(Data entries)
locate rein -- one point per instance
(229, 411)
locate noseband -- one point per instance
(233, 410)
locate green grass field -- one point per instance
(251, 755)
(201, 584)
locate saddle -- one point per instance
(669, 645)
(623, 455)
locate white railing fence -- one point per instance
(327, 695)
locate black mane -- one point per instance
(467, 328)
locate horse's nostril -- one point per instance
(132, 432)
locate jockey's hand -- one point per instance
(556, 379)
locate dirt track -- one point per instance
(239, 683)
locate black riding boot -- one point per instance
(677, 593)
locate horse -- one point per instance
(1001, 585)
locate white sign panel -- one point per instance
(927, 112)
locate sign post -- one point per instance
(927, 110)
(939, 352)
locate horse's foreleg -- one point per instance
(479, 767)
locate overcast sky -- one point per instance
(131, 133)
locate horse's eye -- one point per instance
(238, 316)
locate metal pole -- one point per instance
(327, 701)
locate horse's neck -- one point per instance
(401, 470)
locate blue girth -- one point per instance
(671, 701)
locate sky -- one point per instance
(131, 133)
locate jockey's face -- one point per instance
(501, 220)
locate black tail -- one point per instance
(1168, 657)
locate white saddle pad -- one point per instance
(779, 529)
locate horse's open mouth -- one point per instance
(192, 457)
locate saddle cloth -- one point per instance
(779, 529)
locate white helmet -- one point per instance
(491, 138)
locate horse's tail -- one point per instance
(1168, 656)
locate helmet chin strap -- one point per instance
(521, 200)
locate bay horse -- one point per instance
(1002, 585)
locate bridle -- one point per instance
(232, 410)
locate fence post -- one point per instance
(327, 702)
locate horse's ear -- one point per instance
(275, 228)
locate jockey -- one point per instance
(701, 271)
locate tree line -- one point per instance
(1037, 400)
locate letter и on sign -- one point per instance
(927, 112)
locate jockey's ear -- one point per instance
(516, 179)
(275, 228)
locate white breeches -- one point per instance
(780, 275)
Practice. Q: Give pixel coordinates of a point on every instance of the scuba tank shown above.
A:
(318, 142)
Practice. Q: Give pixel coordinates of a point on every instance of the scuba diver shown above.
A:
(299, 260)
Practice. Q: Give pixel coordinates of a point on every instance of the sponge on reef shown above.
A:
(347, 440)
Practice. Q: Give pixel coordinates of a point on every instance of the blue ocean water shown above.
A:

WHAT IS EXPECTED:
Render each line of the listing above as a numbered list, omitting any blank lines.

RESULT OF THE EXERCISE:
1. locate rein -- one point per instance
2. (229, 411)
3. locate noseband -- one point per instance
4. (233, 410)
5. locate green grass field -- one point per instance
6. (251, 755)
7. (201, 584)
8. locate saddle -- one point per instance
9. (669, 645)
10. (623, 455)
11. locate white railing fence -- one point per instance
12. (327, 695)
13. locate black mane -- one point per instance
14. (467, 328)
15. locate horse's nostril -- one point per instance
16. (132, 432)
17. locate jockey's hand -- one point per instance
18. (556, 379)
19. locate dirt track -- one point per instance
20. (239, 683)
21. locate black riding boot -- one point per instance
22. (677, 593)
23. locate horse -- one point per instance
24. (1001, 585)
25. locate white sign panel -- one point per instance
26. (927, 112)
27. locate sign post -- one point per instance
28. (927, 110)
29. (939, 352)
30. locate horse's foreleg -- one point per instance
31. (479, 767)
32. locate overcast sky -- one point per instance
33. (131, 133)
34. locate horse's eye -- one point per instance
35. (238, 316)
36. locate metal pole -- one point per instance
37. (327, 701)
38. locate horse's neck -- one point per instance
39. (401, 470)
40. locate blue girth -- one point per instance
41. (671, 701)
42. locate sky -- one point per instance
43. (131, 133)
44. locate jockey's face -- one point per instance
45. (501, 220)
46. locate black tail -- one point per instance
47. (1168, 657)
48. locate white saddle pad -- one point per instance
49. (779, 529)
50. locate horse's open mouth -- one point per instance
51. (192, 457)
52. locate saddle cloth -- one point per instance
53. (779, 529)
54. locate white helmet -- one point per instance
55. (491, 138)
56. locate horse's tail -- one point per instance
57. (1168, 656)
58. locate helmet chin strap -- one point per instance
59. (521, 200)
60. locate bay horse -- one point per instance
61. (1002, 585)
62. locate bridle -- one point per instance
63. (232, 410)
64. locate fence post -- one point per instance
65. (327, 702)
66. locate horse's ear -- one point per instance
67. (275, 228)
68. locate jockey -- one point per instance
69. (701, 271)
70. locate tree line -- one point per instance
71. (1037, 400)
72. locate letter и on sign -- one point per instance
73. (927, 112)
74. locate jockey's ear -- one point per instance
75. (516, 179)
76. (275, 228)
77. locate white breeches -- one point per instance
78. (780, 275)
79. Practice. Q: Give pixel coordinates of a point on every instance of the scuba tank shown above.
80. A:
81. (318, 142)
82. Practice. Q: Give pixel coordinates of a point on every instance of the scuba diver shown above.
83. A:
84. (299, 260)
85. Practice. Q: Give pixel coordinates of a point on every instance of the sponge on reef shown above.
86. A:
87. (347, 440)
88. Practice. Q: Give pixel coordinates of a point on every instance of the blue ocean water shown above.
89. A:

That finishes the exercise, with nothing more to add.